**ASSIGNMENT**
Copy the stretch of the stock report from "High-assay low-enriched uranium is" through "its competitive advantage.", replacing "small modular reactors" with "SMRs".

**TEXT EXCERPT**
^^^^^^^^

2Q25 results. Net sales declined by 7.0% to US$1.33bn in 2Q25, compared to US$1.43bn in 2Q24. Net income turned positive, rising 112.2% YoY to US$22.9mn in 2Q25, compared to -US$188.2mn in 2Q24. Adjusted EPS rose to US$0.11 in 2Q25, compared to US$0.04 in 2Q24. For FY25, the company maintains its outlook of an average lithium market price of US$9/kg, assuming current lithium market pricing persists for the rest of the year and expects to achieve positive free cash flow. It also projects energy storage sales volume to increase by 0% to 10% YoY and a reduced full year 2025 capital expenditure outlook to US$650-US$700mn.
Market consensus
(Source: Bloomberg)
Centrus Energy Corp. (LEU US): Increased demand for nuclear energy
Centrus Energy Corp. is a global energy company that supplies low enriched uranium (“LEU”) for commercial nuclear power plants. The Company, through its subsidiary, operates a uranium enrichment facility in Kentucky, United States.
Partnership to explore potential investment. Centrus Energy has formed a partnership with Korea Hydro & Nuclear Power (KHNP) and POSCO International to evaluate potential investments in the expansion of its uranium enrichment facility in Piketon, Ohio. The collaboration is intended to strengthen U.S.–Korea cooperation in civilian nuclear energy and includes exploring opportunities such as additional supply agreements for Low-Enriched Uranium (LEU) and High-Assay, Low-Enriched Uranium (HALEU) to support next-generation reactors. The initiative underscores the growing demand for U.S.-owned enrichment capacity and highlights another potential channel for private capital investment, aimed at enhancing supply diversity and competition in the nuclear fuel market.
High-assay low-enriched uranium is a bottleneck for nuclear energy. High-Assay Low-Enriched Uranium (HALEU) is uranium fuel with a concentration of 5% to 20% U-235, offering higher energy output while reducing nuclear waste compared to traditional low-enriched uranium. HALEU is suitable for next-generation advanced reactor designs, particularly small modular reactors. The innovation and efficiency improvements in the nuclear industry rely on the application of HALEU, with several countries promoting its research and development. The application for HALEU production licenses is stringent, involving technical, production equipment, and facility factors. The company is the only one licensed by the U.S. Nuclear Regulatory Commission to produce HALEU, which is its competitive advantage.
2Q25 results. Revenue declined by 18.3% to US$154.5mn in 2Q25, compared to US$189.0mn in 2Q24. Net income fell slightly by 5.56% to US$28.9mn in 2Q25, compared to US$30.6mn in 2Q24. Basic EPS fell to US$1.63 in 2Q25, compared to US$1.89 in 2Q24. As of 2Q 2025, the company has a total backlog of US$3.6bn, with delivery deadlines extending to 2040. This includes low-enriched uranium sales agreements worth US$2.1bn and US$900mn in technical support services.

^^^^^^^^

**EXTRACTED DATA**
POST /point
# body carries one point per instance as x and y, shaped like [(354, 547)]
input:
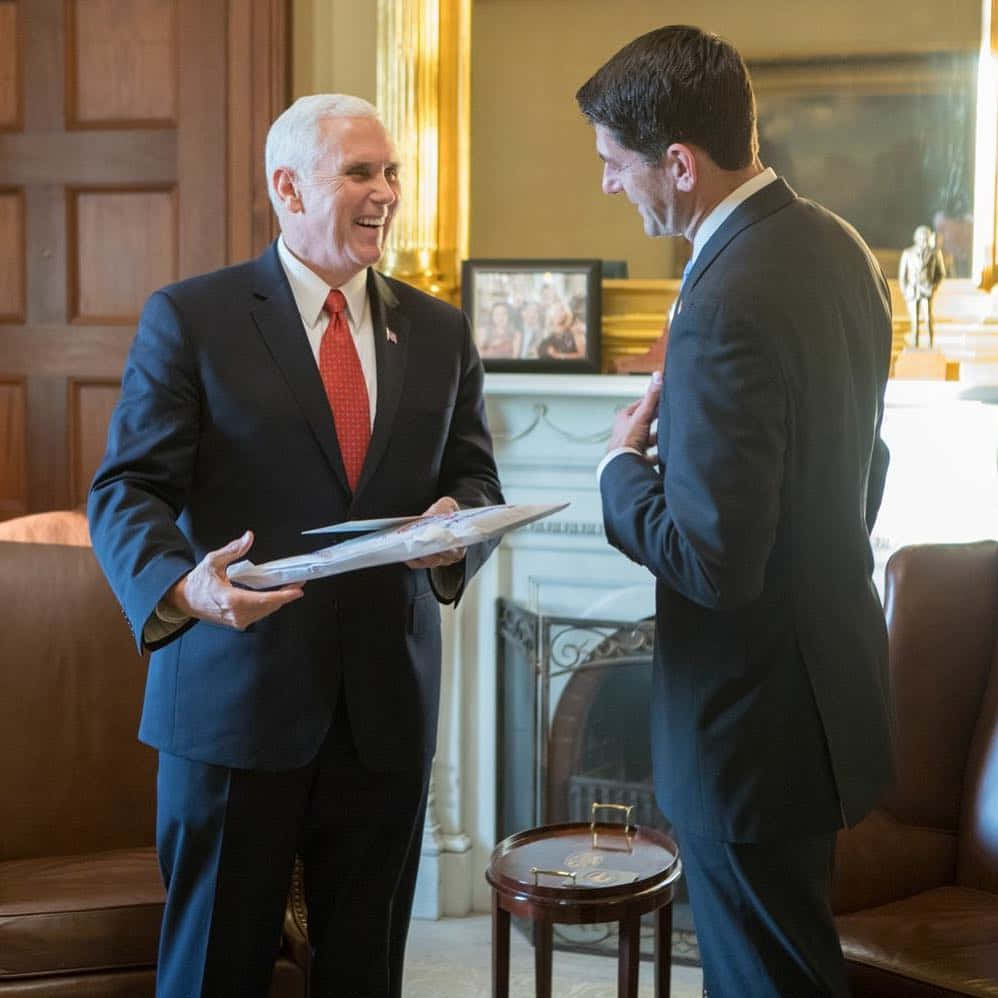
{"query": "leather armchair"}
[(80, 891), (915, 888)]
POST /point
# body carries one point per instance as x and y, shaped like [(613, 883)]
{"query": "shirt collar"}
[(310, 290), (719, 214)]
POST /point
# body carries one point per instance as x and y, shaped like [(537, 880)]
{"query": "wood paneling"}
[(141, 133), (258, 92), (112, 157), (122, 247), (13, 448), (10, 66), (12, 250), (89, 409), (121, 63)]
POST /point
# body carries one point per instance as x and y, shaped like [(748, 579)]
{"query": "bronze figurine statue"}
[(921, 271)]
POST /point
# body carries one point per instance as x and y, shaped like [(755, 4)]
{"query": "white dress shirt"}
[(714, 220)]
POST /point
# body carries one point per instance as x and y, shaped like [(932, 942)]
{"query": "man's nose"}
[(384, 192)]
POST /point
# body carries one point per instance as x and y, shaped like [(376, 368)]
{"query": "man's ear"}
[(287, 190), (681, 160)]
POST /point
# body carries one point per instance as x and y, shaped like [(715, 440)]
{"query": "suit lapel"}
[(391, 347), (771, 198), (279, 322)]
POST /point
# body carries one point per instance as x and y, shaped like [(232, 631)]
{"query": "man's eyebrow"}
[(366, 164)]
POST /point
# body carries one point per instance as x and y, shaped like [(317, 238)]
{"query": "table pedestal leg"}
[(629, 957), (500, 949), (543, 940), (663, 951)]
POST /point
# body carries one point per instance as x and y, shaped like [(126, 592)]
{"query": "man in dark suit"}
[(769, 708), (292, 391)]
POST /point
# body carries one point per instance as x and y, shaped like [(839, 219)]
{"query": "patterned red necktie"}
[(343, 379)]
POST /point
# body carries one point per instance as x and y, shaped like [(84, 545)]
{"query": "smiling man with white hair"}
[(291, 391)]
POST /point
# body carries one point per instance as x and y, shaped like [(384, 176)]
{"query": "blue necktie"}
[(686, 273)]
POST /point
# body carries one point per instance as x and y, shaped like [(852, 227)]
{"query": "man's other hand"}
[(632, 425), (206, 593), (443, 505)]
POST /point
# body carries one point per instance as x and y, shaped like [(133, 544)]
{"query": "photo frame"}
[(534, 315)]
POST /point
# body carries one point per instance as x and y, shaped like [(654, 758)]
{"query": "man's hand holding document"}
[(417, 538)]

^^^^^^^^

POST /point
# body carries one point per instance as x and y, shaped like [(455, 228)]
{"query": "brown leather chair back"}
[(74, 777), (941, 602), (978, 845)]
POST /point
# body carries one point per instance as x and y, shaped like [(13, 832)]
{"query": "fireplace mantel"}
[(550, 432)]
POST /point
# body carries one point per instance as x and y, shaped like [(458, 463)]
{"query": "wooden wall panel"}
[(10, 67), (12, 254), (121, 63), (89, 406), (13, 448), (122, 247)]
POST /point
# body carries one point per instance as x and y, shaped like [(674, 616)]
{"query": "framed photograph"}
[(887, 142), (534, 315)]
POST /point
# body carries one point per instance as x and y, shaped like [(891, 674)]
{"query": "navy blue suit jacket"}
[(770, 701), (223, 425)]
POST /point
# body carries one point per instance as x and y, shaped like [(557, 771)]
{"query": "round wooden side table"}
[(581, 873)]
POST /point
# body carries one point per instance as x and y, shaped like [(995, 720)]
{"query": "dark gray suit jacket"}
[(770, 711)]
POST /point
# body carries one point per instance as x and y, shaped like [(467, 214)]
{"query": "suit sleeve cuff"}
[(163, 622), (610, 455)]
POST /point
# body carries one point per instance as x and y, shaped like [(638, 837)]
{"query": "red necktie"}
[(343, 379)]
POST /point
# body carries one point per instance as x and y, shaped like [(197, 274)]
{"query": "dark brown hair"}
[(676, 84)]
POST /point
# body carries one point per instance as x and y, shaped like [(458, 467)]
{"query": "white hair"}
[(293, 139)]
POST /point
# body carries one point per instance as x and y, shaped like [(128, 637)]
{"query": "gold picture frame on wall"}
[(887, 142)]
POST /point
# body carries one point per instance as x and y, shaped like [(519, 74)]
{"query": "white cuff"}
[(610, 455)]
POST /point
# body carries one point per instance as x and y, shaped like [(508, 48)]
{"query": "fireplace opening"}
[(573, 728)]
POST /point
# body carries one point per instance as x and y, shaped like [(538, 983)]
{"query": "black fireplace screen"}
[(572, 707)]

^^^^^^^^

**ANSWER SECTION**
High-assay low-enriched uranium is a bottleneck for nuclear energy. High-Assay Low-Enriched Uranium (HALEU) is uranium fuel with a concentration of 5% to 20% U-235, offering higher energy output while reducing nuclear waste compared to traditional low-enriched uranium. HALEU is suitable for next-generation advanced reactor designs, particularly SMRs. The innovation and efficiency improvements in the nuclear industry rely on the application of HALEU, with several countries promoting its research and development. The application for HALEU production licenses is stringent, involving technical, production equipment, and facility factors. The company is the only one licensed by the U.S. Nuclear Regulatory Commission to produce HALEU, which is its competitive advantage.